* _Estratto del documento_
+---+
Nei primi quattro mesi del 2021 almeno 500 persone hanno perso la vita cercando di compiere la pericolosa traversata in mare lungo la rotta del Mediterraneo centrale, rispetto alle 150 dello stesso periodo del 2020: un aumento di oltre il 200 per cento. Questa tragica perdita di vite umane, secondo l’Alto commissariato delle Nazioni Unite per i rifugiati (Unhcr), sottolinea ancora una volta la necessità di ristabilire un sistema di operazioni di ricerca e soccorso nel Mediterraneo centrale coordinato dagli stati.
+---+
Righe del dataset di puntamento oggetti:
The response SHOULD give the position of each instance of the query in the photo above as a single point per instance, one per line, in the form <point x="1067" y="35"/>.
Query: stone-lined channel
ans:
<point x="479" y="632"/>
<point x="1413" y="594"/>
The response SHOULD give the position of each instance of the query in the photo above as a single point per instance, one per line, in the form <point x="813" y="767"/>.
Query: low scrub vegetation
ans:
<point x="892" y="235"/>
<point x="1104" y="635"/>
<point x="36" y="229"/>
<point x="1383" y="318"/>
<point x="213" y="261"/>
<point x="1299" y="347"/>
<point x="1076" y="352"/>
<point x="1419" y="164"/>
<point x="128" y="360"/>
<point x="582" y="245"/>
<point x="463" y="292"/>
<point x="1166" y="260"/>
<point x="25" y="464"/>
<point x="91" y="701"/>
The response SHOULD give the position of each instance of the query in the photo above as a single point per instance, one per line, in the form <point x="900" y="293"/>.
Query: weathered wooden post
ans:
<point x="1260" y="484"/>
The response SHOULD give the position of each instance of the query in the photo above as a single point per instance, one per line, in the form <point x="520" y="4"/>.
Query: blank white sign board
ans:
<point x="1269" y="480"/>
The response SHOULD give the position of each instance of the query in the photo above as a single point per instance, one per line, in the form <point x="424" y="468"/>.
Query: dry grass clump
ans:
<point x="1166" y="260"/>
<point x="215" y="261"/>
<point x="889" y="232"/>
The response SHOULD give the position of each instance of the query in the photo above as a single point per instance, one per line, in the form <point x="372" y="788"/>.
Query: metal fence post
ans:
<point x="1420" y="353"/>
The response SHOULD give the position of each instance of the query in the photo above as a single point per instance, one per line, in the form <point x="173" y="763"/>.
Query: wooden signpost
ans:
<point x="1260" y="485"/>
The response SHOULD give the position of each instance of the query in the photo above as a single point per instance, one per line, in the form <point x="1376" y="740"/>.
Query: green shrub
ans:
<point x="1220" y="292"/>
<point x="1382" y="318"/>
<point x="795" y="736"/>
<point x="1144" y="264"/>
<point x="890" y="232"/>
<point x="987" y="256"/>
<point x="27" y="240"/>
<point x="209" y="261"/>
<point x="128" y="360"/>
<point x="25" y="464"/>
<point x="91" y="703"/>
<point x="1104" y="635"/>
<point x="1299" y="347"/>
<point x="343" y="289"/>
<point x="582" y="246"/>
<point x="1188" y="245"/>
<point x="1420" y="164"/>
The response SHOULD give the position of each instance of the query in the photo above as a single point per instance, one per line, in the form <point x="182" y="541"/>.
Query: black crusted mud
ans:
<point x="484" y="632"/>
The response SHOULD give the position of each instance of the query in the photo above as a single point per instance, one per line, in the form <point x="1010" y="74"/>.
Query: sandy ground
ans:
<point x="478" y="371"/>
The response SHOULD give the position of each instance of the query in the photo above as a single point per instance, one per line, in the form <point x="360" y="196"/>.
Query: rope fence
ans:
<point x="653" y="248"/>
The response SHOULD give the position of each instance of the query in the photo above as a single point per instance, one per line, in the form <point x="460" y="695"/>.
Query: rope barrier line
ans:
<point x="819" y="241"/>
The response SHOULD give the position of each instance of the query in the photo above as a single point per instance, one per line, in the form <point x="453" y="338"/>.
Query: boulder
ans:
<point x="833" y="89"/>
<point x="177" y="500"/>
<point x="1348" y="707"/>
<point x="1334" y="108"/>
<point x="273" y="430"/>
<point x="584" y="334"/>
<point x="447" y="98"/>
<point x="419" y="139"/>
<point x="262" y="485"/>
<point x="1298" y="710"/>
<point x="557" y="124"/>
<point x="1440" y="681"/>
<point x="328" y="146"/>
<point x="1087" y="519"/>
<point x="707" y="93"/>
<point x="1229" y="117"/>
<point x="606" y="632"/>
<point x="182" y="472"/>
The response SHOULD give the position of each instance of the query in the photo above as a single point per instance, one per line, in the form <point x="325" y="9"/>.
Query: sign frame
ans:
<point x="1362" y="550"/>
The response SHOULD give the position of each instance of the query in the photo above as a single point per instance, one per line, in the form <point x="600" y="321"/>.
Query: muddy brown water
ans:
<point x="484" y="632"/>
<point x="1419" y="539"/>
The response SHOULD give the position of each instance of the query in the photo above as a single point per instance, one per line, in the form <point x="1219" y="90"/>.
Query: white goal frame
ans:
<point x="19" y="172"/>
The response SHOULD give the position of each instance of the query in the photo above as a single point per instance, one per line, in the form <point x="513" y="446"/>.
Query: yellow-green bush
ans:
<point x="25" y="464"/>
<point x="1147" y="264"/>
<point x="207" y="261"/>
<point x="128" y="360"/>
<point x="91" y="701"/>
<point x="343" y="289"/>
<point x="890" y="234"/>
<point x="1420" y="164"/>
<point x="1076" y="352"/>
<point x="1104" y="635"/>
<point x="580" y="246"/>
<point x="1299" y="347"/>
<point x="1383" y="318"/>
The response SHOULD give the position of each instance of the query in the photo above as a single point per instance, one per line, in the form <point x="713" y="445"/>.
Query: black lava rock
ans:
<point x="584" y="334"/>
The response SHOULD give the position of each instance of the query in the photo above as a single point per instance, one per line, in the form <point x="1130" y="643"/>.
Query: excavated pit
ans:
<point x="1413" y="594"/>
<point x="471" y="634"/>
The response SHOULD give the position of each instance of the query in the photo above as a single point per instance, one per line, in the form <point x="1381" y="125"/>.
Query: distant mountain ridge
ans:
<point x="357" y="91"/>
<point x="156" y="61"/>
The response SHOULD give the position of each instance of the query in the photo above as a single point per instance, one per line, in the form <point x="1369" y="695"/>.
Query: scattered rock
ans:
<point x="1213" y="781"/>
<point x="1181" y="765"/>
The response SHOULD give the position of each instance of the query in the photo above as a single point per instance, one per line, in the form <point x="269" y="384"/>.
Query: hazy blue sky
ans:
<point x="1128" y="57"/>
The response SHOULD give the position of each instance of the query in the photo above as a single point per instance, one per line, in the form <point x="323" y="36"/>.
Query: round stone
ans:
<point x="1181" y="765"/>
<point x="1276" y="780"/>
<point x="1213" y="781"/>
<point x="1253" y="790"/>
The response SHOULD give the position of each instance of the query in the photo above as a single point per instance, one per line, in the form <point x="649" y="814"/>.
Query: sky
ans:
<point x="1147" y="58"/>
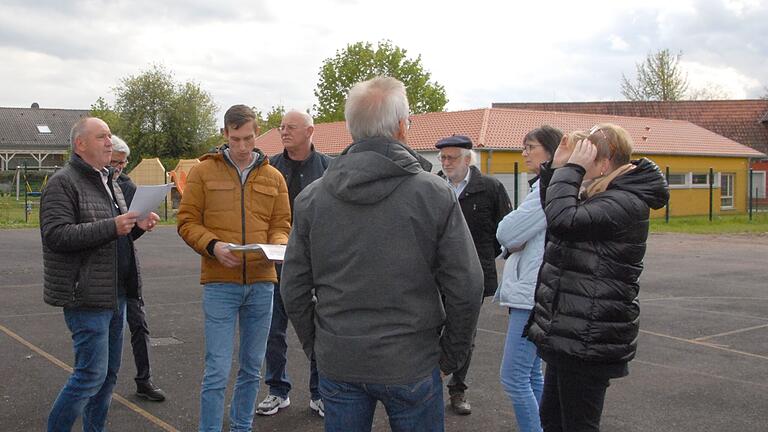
+---+
* _Esercizio proposto 1_
Quali righe contengono la parola "frame"? Elencale tutte, copiandole per intero.
* _Esercizio proposto 2_
Come prosegue il testo sulle traversate nel Mediterraneo centrale? Scrivine il seguito partendo dopo la sua ultima frase.

* _Risposta all'esercizio 1_
Query: sign frame
Query: white goal frame

* _Risposta all'esercizio 2_
Le responsabilità dei governi sulla sorte dei migranti 

Ma spesso sono proprio i governi, secondo una inchiesta del quotidiano britannico The Guardian, i primi responsabili delle tragedie che avvengono non solo nel Mediterraneo, ma lungo tutti i confini dell’Unione Europea: dal Mediterraneo centrale alle coste della Spagna, dalla Grecia risalendo via terra fino alla Croazia lungo la rotta balcanica, sarebbero almeno duemila i migranti morti a causa dei respingimenti illegali effettuati sistematicamente dai paesi ai confini dell’Unione europea, anche con il supporto dell’agenzia europea Frontex, per motivi che vanno dalla violenza nel respingimento alla mancanza di soccorso in mare, passando per la brutalità nelle condizioni di detenzione.

L’Europa, d’altra parte, è interessata dai flussi migratori ormai non solo sul versante Mediterraneo, ma anche sul suo confine orientale. Ma la vera conferma è che le politiche di primo soccorso non sono ancora sufficienti, e talvolta vengono anche volutamente ignorate. È del 22 aprile la notizia, eclatante, del naufragio di un barcone con almeno 170 persone, con il rimpallo di responsabilità tra autorità italiane e libiche e le accuse della ong Ocean Viking sui mancati soccorsi.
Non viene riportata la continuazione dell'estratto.